MATERIAL PROVIDED »
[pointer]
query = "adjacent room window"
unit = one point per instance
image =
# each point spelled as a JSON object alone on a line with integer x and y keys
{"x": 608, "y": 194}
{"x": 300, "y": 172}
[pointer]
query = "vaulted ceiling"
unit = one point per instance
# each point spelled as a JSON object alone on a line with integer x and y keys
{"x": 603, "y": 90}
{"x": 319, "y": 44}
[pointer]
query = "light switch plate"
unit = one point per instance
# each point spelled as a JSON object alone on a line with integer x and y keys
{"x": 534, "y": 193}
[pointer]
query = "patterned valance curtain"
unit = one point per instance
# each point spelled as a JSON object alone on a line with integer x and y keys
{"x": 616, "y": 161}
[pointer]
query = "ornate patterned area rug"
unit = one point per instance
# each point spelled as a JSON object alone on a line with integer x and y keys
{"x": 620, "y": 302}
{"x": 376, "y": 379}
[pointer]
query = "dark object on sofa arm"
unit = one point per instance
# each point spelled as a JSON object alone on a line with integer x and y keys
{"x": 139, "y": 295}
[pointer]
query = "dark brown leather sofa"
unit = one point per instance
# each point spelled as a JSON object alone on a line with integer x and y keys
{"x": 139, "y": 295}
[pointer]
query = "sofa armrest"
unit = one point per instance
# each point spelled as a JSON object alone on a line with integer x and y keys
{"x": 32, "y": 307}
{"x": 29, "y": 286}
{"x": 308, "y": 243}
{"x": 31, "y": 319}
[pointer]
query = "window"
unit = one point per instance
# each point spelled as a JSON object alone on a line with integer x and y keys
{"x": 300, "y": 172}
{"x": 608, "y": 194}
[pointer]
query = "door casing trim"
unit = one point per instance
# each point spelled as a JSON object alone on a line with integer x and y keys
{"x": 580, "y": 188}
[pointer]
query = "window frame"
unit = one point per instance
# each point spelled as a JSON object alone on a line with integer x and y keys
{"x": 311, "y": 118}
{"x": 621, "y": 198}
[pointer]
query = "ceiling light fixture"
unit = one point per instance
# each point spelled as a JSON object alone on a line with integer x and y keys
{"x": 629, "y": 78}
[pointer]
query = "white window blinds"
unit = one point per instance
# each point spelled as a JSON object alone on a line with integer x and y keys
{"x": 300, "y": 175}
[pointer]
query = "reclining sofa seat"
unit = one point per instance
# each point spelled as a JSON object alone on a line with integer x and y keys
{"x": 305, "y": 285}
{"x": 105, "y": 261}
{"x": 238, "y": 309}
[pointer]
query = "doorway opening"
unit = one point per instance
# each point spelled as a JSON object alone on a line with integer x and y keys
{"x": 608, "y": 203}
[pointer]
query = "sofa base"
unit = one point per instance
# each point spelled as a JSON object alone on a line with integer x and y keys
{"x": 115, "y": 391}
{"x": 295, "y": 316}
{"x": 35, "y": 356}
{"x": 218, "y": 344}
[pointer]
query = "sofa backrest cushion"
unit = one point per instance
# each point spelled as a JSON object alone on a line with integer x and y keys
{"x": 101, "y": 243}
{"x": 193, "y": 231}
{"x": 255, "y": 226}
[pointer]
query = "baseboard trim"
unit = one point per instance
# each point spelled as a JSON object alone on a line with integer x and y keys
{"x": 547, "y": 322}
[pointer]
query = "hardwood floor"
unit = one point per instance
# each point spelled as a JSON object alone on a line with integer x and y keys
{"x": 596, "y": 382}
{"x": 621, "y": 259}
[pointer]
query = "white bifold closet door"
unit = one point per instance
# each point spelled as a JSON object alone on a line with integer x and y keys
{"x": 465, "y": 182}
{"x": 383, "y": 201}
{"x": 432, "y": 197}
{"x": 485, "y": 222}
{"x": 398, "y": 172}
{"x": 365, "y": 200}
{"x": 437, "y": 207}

WRITTEN REQUEST » Identify each line in the items above that contains the word "ceiling" and copy every such line in full.

TASK SOLUTION »
query = "vaulted ceiling"
query = "ceiling light fixture"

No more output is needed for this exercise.